— ARTICLE —
....
# Winterizing In Central California A Waste Of Time?



## FrankC29 (May 30, 2004)

So after asking around a bit I've come to the conclusion that no one bothers winterizing around here. In Bakersfield where I live it very rarely reaches freezing temps. I bought my 26rs last June and didn't winterize it this winter, just drained the tanks and lines and left it at that. Nothing bad happened, but now I feel guilty about doing that, like I was just asking for trouble. But after nosing around I discover that if I do it, I may be in the minority. I will probably go ahead and do it next November anyway. Outbackers in the hot states, what say you?


----------



## Ghosty (Jan 17, 2005)

Like you -- Here in San Antonio it rarely drops below 32 -- all we did for winterization on our trailers is throw in some RV Antifreeze in the pipes...


----------



## summergames84 (Mar 6, 2004)
....
— COLLECTED DATA —
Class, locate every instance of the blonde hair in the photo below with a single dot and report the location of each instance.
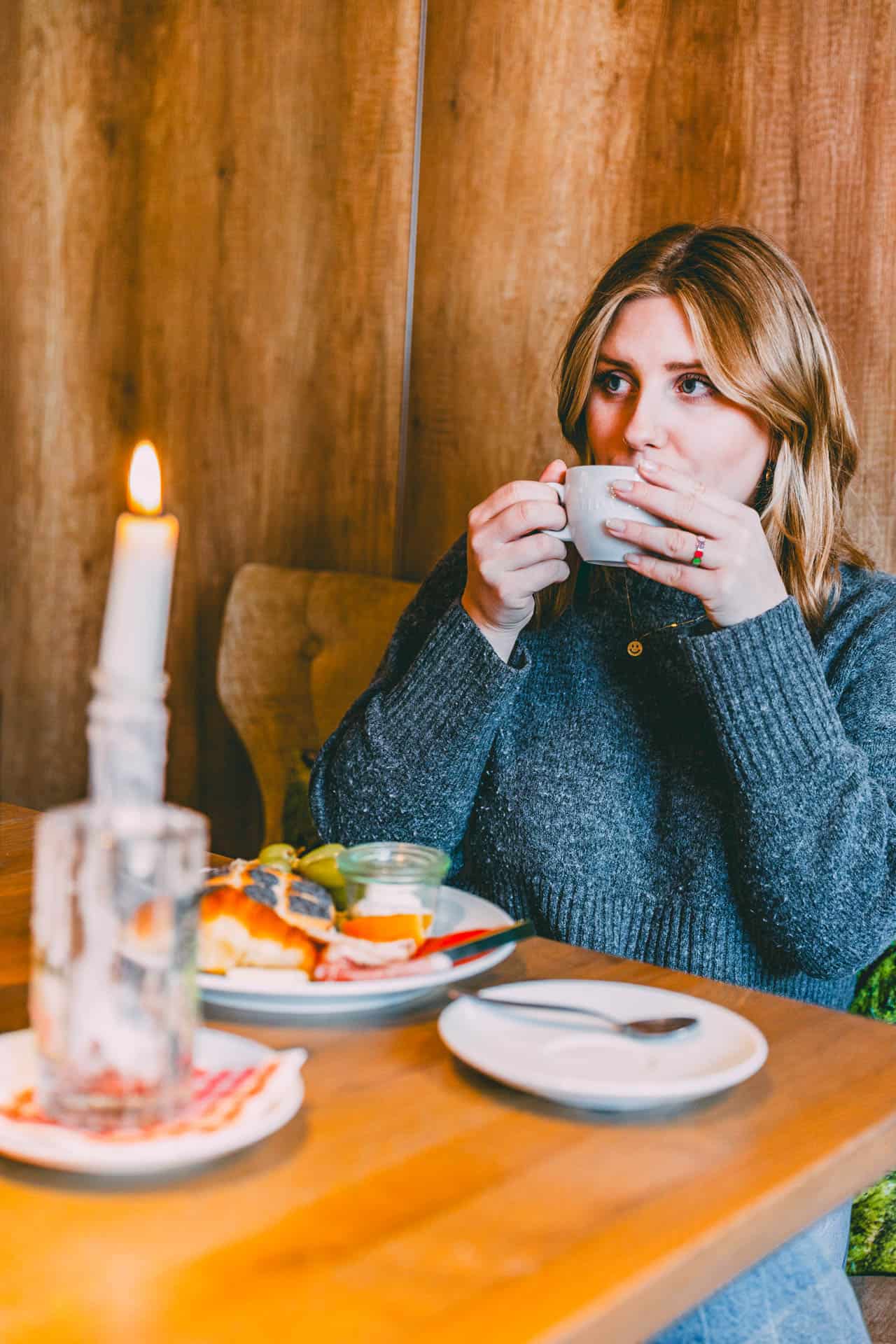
....
— TASKS TO COMPLETE —
1) Quote the part of the winterizing thread that opens with the words containing "## Ghosty (Jan" and closes with "in the pipes...".
2) Render this sentence from the winterizing thread in Spanish: "In Bakersfield where I live it very rarely reaches freezing temps."
3) Carry on the thread about winterizing in Central California from the point where it stops.

— SET OF ANSWERS —
1)
## Ghosty (Jan 17, 2005)

Like you -- Here in San Antonio it rarely drops below 32 -- all we did for winterization on our trailers is throw in some RV Antifreeze in the pipes...

2) En Bakersfield, donde vivo, muy rara vez se llega a temperaturas bajo cero.

3)
All we did here in the Houston area was drain the lines and water heater and call it winterized. It very rarely gets below freezing here, but we did have a white Christmas this year! sunny


----------



## California Jim (Dec 11, 2003)

That would be a big inconvenience here in the sunshine state where we camp 365 days a year.







(why do I always think of Thor when I use that devil dude?)

Seriously though, so long as the daytime temp gets above freezing, an occaisional overnight freeze is nothing to worry about. You could use a compressor and just blow out the lines if you're still worried.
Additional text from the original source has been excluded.